- Task description: Arrange the following records as a two-column CSV with the header input,output. Give one row per record, with its text under input and its answer under output, each field enclosed in double quotes and any line breaks replaced by spaces.

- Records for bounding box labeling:
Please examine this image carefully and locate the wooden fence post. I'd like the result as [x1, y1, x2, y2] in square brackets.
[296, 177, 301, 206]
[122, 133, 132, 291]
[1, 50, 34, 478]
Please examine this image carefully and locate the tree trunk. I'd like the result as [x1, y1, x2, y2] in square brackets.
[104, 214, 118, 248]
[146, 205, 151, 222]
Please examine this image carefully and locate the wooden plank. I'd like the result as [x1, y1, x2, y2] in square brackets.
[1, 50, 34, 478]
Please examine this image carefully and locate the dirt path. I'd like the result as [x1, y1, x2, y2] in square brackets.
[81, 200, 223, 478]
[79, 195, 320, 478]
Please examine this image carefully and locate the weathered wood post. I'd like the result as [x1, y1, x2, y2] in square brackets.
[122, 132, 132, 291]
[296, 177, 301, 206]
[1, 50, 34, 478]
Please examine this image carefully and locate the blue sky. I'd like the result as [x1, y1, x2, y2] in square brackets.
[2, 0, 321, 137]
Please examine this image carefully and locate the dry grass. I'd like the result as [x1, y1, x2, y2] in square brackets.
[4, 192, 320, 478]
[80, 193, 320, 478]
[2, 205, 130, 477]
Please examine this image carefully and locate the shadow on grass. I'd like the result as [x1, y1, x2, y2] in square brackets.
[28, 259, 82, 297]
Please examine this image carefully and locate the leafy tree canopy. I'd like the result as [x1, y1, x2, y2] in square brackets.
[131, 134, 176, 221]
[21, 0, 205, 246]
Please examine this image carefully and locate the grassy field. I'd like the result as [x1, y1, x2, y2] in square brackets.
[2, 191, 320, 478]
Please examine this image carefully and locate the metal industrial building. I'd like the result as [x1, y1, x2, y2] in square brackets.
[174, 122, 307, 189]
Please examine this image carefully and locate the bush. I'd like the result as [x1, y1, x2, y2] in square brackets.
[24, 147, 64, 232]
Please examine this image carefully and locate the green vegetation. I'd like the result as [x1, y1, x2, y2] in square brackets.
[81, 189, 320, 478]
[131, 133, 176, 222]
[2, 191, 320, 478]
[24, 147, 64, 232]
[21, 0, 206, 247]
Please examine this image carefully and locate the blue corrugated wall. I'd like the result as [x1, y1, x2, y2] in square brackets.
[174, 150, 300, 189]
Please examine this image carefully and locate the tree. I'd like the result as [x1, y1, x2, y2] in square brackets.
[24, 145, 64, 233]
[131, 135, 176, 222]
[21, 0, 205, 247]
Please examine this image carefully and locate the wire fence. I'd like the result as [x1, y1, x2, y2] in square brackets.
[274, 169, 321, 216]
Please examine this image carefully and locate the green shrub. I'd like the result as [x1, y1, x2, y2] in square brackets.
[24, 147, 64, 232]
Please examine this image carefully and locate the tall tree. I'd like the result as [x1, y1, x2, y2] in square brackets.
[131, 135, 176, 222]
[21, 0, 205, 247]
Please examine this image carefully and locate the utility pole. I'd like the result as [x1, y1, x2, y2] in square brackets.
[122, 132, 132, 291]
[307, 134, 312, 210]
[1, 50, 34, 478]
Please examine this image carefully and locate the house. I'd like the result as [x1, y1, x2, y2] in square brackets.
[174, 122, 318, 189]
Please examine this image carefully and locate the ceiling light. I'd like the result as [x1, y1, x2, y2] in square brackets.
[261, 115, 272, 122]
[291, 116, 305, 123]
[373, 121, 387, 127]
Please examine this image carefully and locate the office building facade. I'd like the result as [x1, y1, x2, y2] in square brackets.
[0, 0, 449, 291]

- Final result:
input,output
"Please examine this image carefully and locate the wooden fence post. I'd like the result as [x1, y1, x2, y2] in square brackets.","[296, 177, 301, 206] [122, 133, 132, 291] [1, 50, 34, 478]"
"Please examine this image carefully and locate the tree trunk. I'd like the result as [x1, y1, x2, y2] in square brackets.","[104, 214, 118, 248] [146, 205, 151, 222]"
"Please examine this image carefully and locate the wooden plank. I'd like the result as [x1, y1, x2, y2] in square brackets.","[1, 50, 34, 478]"
"Please examine this image carefully and locate the dirt path. I'd like the result as [x1, y1, x2, y2] in square brackets.","[81, 200, 223, 478] [79, 195, 320, 478]"
"Please examine this image carefully and locate the weathered wood post. I'd like the result as [x1, y1, x2, y2] in square brackets.","[122, 132, 132, 291] [296, 177, 301, 206] [1, 50, 34, 478]"
"Please examine this image carefully and locate the blue sky. I'd like the result as [x1, y1, x2, y2] in square brackets.","[2, 0, 321, 137]"
"Please examine this image carefully and locate the dry grass. I'd like the result as [x1, y1, x2, y2] in square brackets.","[4, 192, 320, 478] [80, 193, 320, 478] [2, 205, 130, 477]"
"Please examine this image carefully and locate the shadow on grass. I'd like the result as [x1, y1, x2, y2] in square brackets.","[28, 259, 82, 297]"
"Please examine this image carefully and locate the leafy tree canopy. I'd like the result as [x1, y1, x2, y2] in square brackets.","[131, 134, 176, 221] [21, 0, 205, 246]"
"Please examine this image carefully and locate the grassy field. I'd like the result as [x1, y1, x2, y2] in square brackets.","[2, 191, 320, 478]"
"Please examine this image carefully and locate the metal industrial building. I'd like the result as [x1, y1, x2, y2] in square brackets.","[174, 122, 307, 189]"
"Please examine this image carefully and locate the bush. I'd like the result as [x1, y1, x2, y2] in square brackets.","[24, 147, 64, 232]"
"Please examine this image carefully and locate the green vegetation. I'd like the result as [x1, y1, x2, y2] in square brackets.","[81, 189, 320, 478] [131, 133, 176, 222] [2, 191, 320, 478] [24, 147, 64, 232] [21, 0, 206, 247]"
"Please examine this image carefully and locate the blue corrugated wall. I'd like the result as [x1, y1, x2, y2] in square brackets.","[174, 150, 300, 189]"
"Please examine this image carefully and locate the tree. I'd like the result as [x1, y1, x2, y2] in square brackets.","[24, 145, 64, 233] [131, 135, 176, 222] [21, 0, 205, 247]"
"Please examine this image carefully and locate the wire fence. I'd like the result as [x1, y1, x2, y2] in square brackets.","[274, 169, 321, 216]"
"Please examine this image carefully and locate the green shrub. I'd like the result as [x1, y1, x2, y2] in square brackets.","[24, 147, 64, 232]"
"Please examine this image carefully and locate the tall tree. I'd like the result as [x1, y1, x2, y2] in square brackets.","[131, 135, 176, 222] [21, 0, 205, 247]"
"Please examine this image carefully and locate the utility pole. I'd like the result as [x1, y1, x2, y2] in square brackets.","[122, 132, 132, 291] [307, 134, 312, 210] [1, 50, 34, 478]"
"Please examine this image carefully and locate the house. I'd like the result as [x1, y1, x2, y2] in square brackets.","[174, 122, 318, 189]"
"Please examine this image carefully and locate the ceiling light. I'd like the result as [x1, y1, x2, y2] in square brackets.","[261, 115, 272, 122] [291, 116, 305, 123] [373, 121, 387, 127]"
"Please examine this image carefully and locate the office building facade. I'd like the result as [x1, y1, x2, y2] in square brackets.","[0, 0, 449, 291]"